● **EXERCISE A**
In the commit message on fast fsyncs, repeat word for word the passage that starts at "When there are no" and ends after "of these btrees.".
● **EXERCISE B**
Answer these questions from the commit message on fast fsyncs, one answer per line:
(i) Which commit made fast fsyncs wait for ordered extents to complete before starting to log?
(ii) How long does ordered extent completion typically take when no other tasks are accessing the checksums and subvolume btrees?
(iii) Where are checksums looked up when they cannot be taken from ordered extents still in flight?

• Filipe Manana's avatar
    btrfs: make fast fsyncs wait only for writeback · 48778179
    Filipe Manana authored
    Currently regardless of a full or a fast fsync we always wait for ordered
    extents to complete, and then start logging the inode after that. However
    for fast fsyncs we can just wait for the writeback to complete, we don't
    need to wait for the ordered extents to complete since we use the list of
    modified extents maps to figure out which extents we must log and we can
    get their checksums directly from the ordered extents that are still in
    flight, otherwise look them up from the checksums tree.
    
    Until commit b5e6c3e1 ("btrfs: always wait on ordered extents at
    fsync time"), for fast fsyncs, we used to start logging without even
    waiting for the writeback to complete first, we would wait for it to
    complete after logging, while holding a transaction open, which lead to
    performance issues when using cgroups and probably for other cases too,
    as wait for IO while holding a transaction handle should be avoided as
    much as possible. After that, for fast fsyncs, we started to wait for
    ordered extents to complete before starting to log, which adds some
    latency to fsyncs and we even got at least one report about a performance
    drop which bisected to that particular change:
    
    https://lore.kernel.org/linux-btrfs/20181109215148.GF23260@techsingularity.net/
    
    This change makes fast fsyncs only wait for writeback to finish before
    starting to log the inode, instead of waiting for both the writeback to
    finish and for the ordered extents to complete. This brings back part of
    the logic we had that extracts checksums from in flight ordered extents,
    which are not yet in the checksums tree, and making sure transaction
    commits wait for the completion of ordered extents previously logged
    (by far most of the time they have already completed by the time a
    transaction commit starts, resulting in no wait at all), to avoid any
    data loss if an ordered extent completes after the transaction used to
    log an inode is committed, followed by a power failure.
    
    When there are no other tasks accessing the checksums and the subvolume
    btrees, the ordered extent completion is pretty fast, typically taking
    100 to 200 microseconds only in my observations. However when there are
    other tasks accessing these btrees, ordered extent completion can take a
    lot more time due to lock contention on nodes and leaves of these btrees.
    I've seen cases over 2 milliseconds, which starts to be significant. In
    particular when we do have concurrent fsyncs against different files there
    is a lot of contention on the checksums btree, since we have many tasks
    writing the checksums into the btree and other tasks that already started
    the logging phase are doing lookups for checksums in the btree.

Records from a data collection:
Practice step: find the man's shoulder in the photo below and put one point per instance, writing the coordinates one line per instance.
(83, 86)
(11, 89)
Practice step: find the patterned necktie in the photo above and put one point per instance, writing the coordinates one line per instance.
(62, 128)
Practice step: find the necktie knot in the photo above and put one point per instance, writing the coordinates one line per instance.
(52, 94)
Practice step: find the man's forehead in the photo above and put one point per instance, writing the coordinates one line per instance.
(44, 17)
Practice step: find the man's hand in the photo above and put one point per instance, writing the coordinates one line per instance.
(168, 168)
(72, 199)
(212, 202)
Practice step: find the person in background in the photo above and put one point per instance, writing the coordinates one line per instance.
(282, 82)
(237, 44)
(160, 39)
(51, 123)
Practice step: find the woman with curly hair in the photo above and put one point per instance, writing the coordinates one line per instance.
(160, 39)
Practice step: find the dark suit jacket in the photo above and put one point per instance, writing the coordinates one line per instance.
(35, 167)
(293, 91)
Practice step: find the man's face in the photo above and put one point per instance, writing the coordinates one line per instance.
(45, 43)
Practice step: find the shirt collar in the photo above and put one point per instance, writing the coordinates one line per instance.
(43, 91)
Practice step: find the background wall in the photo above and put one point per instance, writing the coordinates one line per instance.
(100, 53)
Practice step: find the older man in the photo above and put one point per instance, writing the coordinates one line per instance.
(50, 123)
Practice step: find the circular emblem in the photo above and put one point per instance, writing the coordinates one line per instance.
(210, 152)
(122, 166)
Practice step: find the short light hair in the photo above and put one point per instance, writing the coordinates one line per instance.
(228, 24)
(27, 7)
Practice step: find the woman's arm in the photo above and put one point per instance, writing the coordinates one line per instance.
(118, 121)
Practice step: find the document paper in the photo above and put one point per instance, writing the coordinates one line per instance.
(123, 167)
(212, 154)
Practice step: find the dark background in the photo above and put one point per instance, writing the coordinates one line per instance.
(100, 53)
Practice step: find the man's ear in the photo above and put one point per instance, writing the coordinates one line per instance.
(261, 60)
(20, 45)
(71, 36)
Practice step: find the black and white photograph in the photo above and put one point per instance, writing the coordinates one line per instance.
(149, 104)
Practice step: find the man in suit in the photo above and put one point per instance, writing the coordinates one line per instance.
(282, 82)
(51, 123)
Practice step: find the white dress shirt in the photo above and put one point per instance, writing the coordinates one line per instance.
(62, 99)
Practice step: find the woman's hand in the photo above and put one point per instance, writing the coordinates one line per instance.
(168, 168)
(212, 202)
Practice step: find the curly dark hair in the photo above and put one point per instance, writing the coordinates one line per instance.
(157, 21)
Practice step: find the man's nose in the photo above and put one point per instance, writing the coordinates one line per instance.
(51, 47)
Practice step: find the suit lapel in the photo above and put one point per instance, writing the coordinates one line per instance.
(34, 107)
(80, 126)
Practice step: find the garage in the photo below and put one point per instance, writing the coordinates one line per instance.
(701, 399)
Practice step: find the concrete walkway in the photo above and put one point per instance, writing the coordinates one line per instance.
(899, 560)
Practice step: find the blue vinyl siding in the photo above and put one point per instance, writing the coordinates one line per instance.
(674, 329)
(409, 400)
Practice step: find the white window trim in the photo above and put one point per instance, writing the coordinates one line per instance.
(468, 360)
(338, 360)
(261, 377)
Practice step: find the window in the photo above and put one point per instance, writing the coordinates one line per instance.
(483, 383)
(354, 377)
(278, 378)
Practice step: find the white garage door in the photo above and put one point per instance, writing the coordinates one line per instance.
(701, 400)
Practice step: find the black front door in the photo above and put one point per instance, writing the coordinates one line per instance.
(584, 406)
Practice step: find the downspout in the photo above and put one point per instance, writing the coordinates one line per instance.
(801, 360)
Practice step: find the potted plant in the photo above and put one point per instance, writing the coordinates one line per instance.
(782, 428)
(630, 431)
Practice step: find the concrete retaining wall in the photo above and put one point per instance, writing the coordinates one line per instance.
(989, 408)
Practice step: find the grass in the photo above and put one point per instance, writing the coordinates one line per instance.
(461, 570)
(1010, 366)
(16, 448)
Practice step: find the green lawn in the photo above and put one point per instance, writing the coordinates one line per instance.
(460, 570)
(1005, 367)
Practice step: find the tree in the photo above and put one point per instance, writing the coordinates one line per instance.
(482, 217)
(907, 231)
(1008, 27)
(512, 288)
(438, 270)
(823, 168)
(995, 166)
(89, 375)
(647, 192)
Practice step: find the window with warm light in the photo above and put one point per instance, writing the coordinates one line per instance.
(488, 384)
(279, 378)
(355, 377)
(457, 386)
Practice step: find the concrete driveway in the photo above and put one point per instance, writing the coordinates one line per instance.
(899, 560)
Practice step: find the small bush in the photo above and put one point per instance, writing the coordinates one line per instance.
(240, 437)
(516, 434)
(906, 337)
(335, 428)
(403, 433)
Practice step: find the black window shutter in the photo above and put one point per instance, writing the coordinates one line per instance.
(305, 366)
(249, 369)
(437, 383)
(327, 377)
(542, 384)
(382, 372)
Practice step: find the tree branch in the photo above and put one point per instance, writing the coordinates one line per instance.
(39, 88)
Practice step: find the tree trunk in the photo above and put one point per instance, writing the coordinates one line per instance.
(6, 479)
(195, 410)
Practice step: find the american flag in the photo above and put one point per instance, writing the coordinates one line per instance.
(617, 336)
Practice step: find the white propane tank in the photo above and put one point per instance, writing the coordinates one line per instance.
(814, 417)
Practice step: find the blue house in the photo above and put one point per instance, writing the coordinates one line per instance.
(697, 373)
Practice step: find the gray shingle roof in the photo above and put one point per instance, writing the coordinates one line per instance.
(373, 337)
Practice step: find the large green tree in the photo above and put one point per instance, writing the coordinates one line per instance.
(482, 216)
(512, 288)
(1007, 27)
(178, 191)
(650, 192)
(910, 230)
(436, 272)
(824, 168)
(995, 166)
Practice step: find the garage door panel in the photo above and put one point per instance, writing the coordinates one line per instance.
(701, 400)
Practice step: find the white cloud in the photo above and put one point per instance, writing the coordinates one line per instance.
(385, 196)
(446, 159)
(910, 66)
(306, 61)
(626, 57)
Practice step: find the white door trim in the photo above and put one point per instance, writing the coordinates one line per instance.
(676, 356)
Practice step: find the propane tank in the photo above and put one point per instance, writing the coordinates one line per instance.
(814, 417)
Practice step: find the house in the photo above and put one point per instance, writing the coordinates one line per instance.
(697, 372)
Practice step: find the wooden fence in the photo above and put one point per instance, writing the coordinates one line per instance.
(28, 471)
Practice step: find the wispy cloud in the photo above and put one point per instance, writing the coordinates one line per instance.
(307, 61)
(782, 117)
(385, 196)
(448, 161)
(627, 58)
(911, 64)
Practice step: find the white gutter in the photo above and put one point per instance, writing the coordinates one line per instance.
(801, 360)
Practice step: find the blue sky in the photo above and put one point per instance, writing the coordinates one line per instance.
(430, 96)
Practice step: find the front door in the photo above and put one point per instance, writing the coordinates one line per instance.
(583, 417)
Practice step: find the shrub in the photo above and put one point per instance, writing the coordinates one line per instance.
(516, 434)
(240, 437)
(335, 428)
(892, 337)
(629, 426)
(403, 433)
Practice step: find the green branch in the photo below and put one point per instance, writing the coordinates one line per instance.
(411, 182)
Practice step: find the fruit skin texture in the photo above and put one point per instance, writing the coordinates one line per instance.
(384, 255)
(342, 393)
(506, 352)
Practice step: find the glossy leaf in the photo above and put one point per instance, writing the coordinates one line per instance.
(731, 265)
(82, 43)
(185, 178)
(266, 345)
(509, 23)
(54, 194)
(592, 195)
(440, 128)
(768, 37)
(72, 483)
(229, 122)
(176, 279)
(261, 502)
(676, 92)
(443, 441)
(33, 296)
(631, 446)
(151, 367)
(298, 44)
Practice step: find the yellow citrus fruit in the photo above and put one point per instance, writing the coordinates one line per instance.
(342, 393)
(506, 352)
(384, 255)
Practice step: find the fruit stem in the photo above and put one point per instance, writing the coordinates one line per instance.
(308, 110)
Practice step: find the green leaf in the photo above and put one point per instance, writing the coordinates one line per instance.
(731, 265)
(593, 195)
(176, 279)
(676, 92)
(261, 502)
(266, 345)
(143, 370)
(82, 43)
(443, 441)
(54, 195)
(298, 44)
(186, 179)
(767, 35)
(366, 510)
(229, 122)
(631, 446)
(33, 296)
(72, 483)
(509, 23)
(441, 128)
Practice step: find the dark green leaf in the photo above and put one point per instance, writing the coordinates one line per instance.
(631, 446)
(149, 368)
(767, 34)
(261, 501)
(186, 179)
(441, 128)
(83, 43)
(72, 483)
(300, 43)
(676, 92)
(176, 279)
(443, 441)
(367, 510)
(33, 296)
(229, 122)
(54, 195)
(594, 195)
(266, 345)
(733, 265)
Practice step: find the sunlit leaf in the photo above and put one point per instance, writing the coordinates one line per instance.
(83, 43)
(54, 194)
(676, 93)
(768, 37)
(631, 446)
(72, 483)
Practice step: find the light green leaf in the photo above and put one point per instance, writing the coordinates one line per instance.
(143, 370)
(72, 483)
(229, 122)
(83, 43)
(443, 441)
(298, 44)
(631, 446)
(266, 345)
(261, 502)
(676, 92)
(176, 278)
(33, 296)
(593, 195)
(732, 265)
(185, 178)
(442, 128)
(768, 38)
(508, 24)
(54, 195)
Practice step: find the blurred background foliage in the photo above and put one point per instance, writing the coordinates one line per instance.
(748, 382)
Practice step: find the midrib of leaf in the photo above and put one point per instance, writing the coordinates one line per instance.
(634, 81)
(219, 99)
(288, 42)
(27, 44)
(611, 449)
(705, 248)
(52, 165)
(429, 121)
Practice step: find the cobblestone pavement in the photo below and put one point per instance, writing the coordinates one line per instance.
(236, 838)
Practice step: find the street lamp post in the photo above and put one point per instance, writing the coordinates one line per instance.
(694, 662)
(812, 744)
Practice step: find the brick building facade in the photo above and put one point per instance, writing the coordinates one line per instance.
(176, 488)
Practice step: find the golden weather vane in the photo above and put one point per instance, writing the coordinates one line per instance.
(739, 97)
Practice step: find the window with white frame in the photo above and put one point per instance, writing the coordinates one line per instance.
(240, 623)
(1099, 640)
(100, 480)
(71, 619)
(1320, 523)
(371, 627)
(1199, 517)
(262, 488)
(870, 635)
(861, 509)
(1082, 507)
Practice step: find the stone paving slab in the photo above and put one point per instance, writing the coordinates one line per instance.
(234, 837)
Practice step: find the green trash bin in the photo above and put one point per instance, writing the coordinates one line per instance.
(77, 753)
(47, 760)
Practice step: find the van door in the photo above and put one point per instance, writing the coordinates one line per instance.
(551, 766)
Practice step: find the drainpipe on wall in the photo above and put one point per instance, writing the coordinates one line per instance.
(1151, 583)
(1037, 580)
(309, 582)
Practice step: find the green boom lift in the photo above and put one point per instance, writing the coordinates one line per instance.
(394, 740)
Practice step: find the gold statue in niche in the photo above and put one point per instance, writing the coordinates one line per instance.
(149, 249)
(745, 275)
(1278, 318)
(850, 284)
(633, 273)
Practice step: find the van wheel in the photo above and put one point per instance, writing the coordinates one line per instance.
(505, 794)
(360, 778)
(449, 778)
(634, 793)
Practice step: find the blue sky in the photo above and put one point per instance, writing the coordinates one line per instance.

● **RESPONSE A**
When there are no other tasks accessing the checksums and the subvolume
    btrees, the ordered extent completion is pretty fast, typically taking
    100 to 200 microseconds only in my observations. However when there are
    other tasks accessing these btrees, ordered extent completion can take a
    lot more time due to lock contention on nodes and leaves of these btrees.

● **RESPONSE B**
(i) Commit b5e6c3e1 ("btrfs: always wait on ordered extents at fsync time").
(ii) 100 to 200 microseconds.
(iii) The checksums tree.